_EXERCISE_
Look for the string "image" in the listing. Copy each line that has it.

_INFORMATION SUPPLIED_

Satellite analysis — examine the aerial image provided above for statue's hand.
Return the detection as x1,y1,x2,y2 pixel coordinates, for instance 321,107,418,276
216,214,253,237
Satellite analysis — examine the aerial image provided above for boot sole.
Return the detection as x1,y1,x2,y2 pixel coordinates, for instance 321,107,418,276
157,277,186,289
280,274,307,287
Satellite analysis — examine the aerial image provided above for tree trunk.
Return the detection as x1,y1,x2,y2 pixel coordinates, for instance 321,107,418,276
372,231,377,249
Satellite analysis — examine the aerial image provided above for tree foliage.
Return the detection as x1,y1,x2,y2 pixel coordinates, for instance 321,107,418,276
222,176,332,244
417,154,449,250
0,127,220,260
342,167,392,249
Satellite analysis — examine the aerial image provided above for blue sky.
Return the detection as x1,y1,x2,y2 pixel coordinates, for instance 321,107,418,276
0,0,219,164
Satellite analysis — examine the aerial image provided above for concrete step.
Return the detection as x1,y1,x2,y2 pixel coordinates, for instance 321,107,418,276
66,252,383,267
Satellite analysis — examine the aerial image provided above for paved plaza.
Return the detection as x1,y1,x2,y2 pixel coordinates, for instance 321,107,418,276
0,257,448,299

_SOLUTION FOR THIS TASK_
Satellite analysis — examine the aerial image provided above for statue's hand.
Satellite analysis — examine the aerial image provided above for boot sole.
Satellite analysis — examine the aerial image provided above for tree trunk.
Satellite analysis — examine the aerial image provided above for tree foliage.
Satellite analysis — examine the aerial image provided above for blue sky.
Satellite analysis — examine the aerial image provided above for concrete step.
Satellite analysis — examine the aerial image provided above for paved plaza.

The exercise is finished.